Could you rewrite the records from their first line through the line containing "[[[150,99],[174,99],[174,86],[173,85],[150,85],[149,86]]]", both included and nothing past it, requests and all, with every vertex coordinate in the answers scaled by 2.1 and rounded to a whole number, halves rounding up?

+--

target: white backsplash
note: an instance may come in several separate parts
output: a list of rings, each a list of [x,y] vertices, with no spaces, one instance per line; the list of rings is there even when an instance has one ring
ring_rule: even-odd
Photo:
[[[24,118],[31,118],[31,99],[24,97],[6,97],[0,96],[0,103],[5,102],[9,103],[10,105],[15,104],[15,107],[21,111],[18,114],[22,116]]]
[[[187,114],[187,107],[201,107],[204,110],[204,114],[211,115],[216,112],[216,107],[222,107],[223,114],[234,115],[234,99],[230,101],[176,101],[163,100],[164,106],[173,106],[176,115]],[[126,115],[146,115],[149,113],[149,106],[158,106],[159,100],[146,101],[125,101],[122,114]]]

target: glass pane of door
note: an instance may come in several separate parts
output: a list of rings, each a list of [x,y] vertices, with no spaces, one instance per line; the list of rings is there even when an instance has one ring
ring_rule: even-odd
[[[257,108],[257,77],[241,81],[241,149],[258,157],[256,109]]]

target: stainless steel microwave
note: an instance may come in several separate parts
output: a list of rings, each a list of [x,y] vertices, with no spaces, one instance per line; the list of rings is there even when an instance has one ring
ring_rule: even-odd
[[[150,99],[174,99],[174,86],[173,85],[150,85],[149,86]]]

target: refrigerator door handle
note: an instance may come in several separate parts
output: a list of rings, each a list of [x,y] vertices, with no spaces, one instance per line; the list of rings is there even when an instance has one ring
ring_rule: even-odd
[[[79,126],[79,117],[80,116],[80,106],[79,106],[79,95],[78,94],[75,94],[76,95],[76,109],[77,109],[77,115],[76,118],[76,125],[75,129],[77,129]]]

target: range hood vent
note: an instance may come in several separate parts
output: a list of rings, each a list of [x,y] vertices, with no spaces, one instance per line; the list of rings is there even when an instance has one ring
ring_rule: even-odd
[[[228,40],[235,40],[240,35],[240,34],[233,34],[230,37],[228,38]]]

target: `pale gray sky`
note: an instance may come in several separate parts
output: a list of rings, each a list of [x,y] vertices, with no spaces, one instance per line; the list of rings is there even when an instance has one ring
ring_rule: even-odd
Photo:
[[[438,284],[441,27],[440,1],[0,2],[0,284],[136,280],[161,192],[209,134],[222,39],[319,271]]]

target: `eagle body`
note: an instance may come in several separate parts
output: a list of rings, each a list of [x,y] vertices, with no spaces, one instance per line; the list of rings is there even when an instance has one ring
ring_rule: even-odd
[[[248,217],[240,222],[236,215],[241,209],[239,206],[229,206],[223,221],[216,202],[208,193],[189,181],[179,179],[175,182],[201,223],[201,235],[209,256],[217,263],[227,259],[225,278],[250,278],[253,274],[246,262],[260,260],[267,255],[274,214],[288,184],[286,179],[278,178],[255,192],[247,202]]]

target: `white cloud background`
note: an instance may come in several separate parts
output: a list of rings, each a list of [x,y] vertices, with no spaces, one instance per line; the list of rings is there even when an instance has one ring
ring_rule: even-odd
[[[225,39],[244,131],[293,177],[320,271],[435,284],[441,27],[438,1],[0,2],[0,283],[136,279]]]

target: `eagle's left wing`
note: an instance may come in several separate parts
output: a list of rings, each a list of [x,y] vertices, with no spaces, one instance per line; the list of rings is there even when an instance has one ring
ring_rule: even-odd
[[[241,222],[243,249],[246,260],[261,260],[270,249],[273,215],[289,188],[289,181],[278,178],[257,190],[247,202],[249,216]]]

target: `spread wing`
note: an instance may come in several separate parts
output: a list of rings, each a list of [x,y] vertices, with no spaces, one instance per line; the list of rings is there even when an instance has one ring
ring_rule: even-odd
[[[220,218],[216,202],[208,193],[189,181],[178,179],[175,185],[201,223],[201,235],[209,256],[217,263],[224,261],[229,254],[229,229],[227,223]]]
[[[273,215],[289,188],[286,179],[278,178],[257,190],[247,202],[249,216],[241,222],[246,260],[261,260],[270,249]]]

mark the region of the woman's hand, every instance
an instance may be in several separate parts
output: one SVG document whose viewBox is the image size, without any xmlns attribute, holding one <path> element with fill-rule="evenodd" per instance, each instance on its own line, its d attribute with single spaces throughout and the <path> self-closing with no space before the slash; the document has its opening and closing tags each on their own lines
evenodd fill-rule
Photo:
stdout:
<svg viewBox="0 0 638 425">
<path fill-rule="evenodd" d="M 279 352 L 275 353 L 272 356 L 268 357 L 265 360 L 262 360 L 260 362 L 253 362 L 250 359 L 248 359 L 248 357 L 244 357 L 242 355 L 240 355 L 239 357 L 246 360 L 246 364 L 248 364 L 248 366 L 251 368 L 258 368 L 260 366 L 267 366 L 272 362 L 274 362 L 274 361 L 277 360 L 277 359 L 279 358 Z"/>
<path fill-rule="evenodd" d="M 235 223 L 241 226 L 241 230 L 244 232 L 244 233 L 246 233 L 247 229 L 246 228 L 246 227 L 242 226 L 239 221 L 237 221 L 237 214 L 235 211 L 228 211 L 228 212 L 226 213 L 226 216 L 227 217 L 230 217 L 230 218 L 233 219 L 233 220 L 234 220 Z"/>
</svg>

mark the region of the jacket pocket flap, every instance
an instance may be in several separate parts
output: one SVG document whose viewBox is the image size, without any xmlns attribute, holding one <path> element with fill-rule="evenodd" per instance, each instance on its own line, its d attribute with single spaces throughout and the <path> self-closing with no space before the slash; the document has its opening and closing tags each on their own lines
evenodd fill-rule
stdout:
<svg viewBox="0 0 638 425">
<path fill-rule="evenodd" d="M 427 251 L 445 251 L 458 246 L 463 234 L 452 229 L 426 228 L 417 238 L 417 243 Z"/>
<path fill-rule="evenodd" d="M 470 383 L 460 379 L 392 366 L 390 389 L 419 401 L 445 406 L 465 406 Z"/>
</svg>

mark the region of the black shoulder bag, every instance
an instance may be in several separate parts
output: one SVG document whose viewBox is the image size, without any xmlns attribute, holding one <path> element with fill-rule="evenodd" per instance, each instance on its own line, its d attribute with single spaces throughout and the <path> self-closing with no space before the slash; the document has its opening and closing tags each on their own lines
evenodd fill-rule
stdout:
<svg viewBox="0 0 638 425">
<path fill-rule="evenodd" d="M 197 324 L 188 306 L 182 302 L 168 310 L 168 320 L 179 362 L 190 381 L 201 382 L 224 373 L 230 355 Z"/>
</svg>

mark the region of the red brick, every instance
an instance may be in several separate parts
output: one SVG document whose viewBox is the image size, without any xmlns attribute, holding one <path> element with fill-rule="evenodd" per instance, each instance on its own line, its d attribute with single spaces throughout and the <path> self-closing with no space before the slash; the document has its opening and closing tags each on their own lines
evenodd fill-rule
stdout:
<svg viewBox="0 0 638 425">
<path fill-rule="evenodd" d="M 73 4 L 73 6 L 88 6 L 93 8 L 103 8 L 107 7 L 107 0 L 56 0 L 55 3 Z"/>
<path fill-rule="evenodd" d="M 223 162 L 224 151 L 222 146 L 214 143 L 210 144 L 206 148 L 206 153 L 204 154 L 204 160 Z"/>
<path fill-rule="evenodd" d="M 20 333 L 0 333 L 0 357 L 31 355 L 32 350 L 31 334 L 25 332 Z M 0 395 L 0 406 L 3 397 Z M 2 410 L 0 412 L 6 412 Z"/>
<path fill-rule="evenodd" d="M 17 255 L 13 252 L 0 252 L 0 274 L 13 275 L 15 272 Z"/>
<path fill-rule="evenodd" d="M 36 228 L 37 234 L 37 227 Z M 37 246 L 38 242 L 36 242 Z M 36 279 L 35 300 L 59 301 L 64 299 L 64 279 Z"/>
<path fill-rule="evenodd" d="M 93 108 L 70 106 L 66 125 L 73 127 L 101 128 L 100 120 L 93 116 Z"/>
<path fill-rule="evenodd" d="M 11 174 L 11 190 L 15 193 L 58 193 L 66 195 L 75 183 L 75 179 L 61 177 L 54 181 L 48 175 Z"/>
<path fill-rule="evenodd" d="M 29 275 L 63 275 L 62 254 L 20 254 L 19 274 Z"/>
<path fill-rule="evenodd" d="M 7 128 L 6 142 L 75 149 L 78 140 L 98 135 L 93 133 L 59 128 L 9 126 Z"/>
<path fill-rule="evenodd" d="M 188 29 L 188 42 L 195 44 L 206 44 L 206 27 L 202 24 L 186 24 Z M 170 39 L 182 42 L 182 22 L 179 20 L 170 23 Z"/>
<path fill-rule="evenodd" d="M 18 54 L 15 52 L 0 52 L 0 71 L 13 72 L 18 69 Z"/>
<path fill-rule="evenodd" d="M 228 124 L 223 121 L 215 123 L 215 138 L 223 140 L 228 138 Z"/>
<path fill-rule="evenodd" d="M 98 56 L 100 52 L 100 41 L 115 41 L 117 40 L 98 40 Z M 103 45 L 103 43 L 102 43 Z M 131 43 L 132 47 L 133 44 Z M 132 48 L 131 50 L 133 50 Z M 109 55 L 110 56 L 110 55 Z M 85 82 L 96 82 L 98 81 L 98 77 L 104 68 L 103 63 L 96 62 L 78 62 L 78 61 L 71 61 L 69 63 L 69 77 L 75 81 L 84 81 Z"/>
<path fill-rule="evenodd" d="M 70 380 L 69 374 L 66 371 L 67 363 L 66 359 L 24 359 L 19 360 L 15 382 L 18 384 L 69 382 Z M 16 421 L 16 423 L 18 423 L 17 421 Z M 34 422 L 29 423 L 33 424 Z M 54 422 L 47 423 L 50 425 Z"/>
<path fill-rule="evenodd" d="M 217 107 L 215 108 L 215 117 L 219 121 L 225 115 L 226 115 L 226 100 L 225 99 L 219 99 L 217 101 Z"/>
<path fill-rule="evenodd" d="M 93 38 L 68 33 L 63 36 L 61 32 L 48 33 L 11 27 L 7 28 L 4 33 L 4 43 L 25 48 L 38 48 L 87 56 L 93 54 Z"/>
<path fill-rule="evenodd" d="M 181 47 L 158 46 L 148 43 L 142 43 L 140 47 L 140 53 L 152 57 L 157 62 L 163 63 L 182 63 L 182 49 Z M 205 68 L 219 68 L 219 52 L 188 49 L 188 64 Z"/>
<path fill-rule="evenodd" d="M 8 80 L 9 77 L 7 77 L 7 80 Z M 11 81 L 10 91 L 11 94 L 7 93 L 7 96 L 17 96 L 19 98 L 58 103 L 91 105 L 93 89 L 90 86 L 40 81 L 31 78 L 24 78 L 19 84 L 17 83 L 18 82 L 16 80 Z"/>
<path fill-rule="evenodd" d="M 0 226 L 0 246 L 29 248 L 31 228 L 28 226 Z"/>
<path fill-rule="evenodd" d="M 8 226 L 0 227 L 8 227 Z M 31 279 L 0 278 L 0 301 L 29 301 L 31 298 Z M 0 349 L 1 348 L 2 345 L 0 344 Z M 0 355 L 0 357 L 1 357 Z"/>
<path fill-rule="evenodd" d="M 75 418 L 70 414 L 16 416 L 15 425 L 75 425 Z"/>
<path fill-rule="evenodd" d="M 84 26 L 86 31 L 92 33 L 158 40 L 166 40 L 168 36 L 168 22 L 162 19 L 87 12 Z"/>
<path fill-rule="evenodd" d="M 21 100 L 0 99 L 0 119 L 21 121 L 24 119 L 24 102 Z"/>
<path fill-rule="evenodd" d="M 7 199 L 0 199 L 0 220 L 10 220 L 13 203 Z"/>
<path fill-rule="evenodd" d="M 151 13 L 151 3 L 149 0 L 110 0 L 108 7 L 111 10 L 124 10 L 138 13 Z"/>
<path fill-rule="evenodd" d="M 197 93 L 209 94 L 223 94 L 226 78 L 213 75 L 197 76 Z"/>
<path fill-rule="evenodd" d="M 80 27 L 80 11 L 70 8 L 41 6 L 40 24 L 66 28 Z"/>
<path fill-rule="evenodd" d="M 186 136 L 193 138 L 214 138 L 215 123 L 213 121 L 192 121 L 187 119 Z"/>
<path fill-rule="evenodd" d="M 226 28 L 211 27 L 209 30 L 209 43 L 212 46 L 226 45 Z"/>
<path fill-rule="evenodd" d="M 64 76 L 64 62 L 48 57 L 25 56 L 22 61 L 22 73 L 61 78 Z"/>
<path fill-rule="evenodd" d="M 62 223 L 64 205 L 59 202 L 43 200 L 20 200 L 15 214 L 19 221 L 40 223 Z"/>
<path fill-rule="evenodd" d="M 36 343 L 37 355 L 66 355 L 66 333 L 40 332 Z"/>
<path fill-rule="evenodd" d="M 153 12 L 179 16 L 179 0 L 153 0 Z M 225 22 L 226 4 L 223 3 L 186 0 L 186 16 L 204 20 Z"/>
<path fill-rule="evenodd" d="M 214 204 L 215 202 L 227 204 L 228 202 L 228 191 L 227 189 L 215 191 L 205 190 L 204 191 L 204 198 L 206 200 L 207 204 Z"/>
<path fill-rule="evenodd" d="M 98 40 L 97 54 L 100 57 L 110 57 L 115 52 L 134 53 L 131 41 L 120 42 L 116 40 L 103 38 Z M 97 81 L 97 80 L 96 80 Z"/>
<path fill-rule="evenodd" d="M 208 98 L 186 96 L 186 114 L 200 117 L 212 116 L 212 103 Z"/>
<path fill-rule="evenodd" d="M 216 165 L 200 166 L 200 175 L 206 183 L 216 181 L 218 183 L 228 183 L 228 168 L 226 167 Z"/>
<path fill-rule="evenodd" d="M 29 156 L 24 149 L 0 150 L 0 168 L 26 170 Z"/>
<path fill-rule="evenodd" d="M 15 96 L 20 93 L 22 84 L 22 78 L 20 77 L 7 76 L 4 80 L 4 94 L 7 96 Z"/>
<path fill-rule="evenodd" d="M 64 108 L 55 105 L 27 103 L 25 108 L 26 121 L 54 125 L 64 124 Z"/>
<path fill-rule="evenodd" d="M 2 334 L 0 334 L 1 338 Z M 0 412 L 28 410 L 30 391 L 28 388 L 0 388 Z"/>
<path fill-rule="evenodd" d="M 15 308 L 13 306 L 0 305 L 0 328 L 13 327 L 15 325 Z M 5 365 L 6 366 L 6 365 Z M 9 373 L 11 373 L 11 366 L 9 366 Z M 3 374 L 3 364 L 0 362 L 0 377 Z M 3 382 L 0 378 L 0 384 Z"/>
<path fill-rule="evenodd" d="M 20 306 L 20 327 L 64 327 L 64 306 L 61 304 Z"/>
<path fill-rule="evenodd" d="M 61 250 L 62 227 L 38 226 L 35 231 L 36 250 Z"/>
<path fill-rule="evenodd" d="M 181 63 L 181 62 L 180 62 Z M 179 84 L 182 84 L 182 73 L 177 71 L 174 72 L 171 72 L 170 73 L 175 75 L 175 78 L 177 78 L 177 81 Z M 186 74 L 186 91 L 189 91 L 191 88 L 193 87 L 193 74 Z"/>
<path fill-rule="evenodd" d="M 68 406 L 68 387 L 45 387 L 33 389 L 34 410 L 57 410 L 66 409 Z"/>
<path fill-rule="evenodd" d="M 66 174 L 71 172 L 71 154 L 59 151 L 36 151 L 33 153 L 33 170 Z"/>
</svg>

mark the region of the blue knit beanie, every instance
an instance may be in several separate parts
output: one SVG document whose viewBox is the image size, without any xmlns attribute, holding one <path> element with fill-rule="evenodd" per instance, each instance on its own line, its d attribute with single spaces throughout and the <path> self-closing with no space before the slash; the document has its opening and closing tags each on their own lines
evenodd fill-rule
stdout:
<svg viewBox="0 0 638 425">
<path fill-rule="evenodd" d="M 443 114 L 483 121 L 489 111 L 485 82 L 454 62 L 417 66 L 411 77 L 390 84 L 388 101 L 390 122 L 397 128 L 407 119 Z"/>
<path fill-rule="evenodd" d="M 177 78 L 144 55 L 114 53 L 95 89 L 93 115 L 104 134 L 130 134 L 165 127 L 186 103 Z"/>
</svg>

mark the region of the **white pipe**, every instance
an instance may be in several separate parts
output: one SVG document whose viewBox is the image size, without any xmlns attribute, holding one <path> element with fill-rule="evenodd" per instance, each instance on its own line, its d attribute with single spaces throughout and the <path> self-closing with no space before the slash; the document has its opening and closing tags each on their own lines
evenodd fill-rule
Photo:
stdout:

+--

Complete output
target: white backsplash
note: an instance may come in several separate parts
output: a list of rings, each a list of [x,y] vertices, with no spaces, one instance per line; the list of rings is there even when an instance has one ring
ring_rule: even-odd
Photo:
[[[50,248],[65,248],[65,208],[50,204],[13,204],[0,202],[0,216],[11,214],[19,216],[21,221],[32,218],[32,225],[44,233],[38,239],[46,244]]]
[[[393,239],[393,225],[422,225],[428,231],[428,239],[443,242],[454,235],[454,225],[466,225],[468,239],[491,242],[491,208],[483,212],[370,212],[342,210],[344,223],[363,223],[370,242]],[[265,242],[307,242],[313,237],[313,223],[332,223],[334,210],[307,212],[263,212],[256,239]]]

target: glass pane of door
note: an instance may come in several separate parts
output: a list of rings, each a list of [x,y] vertices, with no spaces, one instance per line; the list of rings is there even when an instance has one ring
ring_rule: even-odd
[[[540,227],[540,162],[506,170],[506,313],[542,330],[538,229]]]

target: stainless steel microwave
note: an instance may come in several separate parts
output: a list of rings, each a list of [x,y] vertices, with no spaces, one instance per line; the list of rings is there even when an instance has one ring
ring_rule: even-odd
[[[315,208],[365,208],[365,181],[363,179],[315,179],[313,181]]]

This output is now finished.